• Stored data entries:
━━━━━━━━━━━━━━━━━━━━━━━━━━━━━━

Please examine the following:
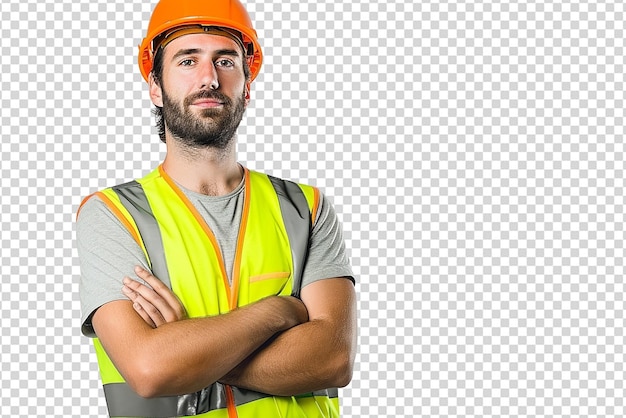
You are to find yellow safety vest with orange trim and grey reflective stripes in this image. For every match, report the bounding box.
[83,166,339,418]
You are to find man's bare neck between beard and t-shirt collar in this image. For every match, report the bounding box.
[163,140,243,196]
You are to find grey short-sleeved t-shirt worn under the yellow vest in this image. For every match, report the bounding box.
[76,171,354,337]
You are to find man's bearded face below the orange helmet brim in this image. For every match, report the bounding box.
[150,34,249,149]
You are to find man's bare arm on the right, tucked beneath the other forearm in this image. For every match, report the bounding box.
[220,279,356,396]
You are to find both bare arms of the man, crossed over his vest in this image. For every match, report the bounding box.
[92,269,356,397]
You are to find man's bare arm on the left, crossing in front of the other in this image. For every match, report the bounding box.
[93,297,306,397]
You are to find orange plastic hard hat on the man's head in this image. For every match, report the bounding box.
[139,0,263,81]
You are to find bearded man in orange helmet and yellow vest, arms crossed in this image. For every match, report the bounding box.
[77,0,356,418]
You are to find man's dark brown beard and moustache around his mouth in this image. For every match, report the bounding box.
[162,85,246,150]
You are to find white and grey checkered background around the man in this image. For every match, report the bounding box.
[0,0,626,417]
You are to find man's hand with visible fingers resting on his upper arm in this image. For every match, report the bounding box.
[122,266,187,328]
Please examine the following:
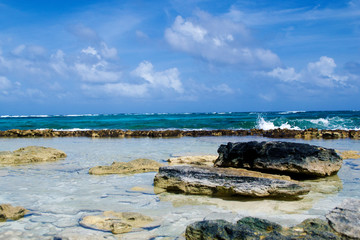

━━━━━━━━━━━━━━━━━━━━━━━━━━━━━━

• Aim of the exercise: Write out every line above exactly, minus images.

• The completed task:
Please examine the following:
You are to find yellow safety vest with orange trim and grey reflective stripes in this image. For every match, report the bounding box.
[83,166,339,418]
You are to find man's bare neck between beard and t-shirt collar in this image. For every match, report the bounding box.
[163,140,243,196]
You are to find grey short-sleeved t-shirt worn under the yellow vest in this image. For every match, report the bounding box.
[76,171,354,337]
You are to find man's bearded face below the orange helmet brim in this image. For every match, report the bounding box.
[150,34,249,149]
You are to find man's bare arm on the right, tucked beneath the other forearm in this image. For every match, report the bounding box.
[220,279,356,396]
You are to find both bare arms of the man, crossed over his vest in this image. For every match, report the bounding box.
[92,269,356,397]
You are to find man's bare arm on the left, crossing in front of the other in this image. For every match, report the bounding box.
[93,297,306,397]
You are to find orange plastic hard hat on the man's head in this image. For every match, report the bounding box.
[139,0,263,81]
You are to find bearded man in orange helmet and yellow vest, arms crossed in this image. For every match, report the bounding box.
[77,0,356,418]
You are to find man's dark brown beard and moustache around his mouth in this image. For every match, report the bounding box.
[162,85,246,150]
You are to find white and grey checkered background around the man in this image. For every match, report the bounding box.
[0,0,626,417]
You are to find man's hand with visible fingers resting on his upper arm in this image. For every match, report the bounding box.
[122,266,187,328]
Please examine the following:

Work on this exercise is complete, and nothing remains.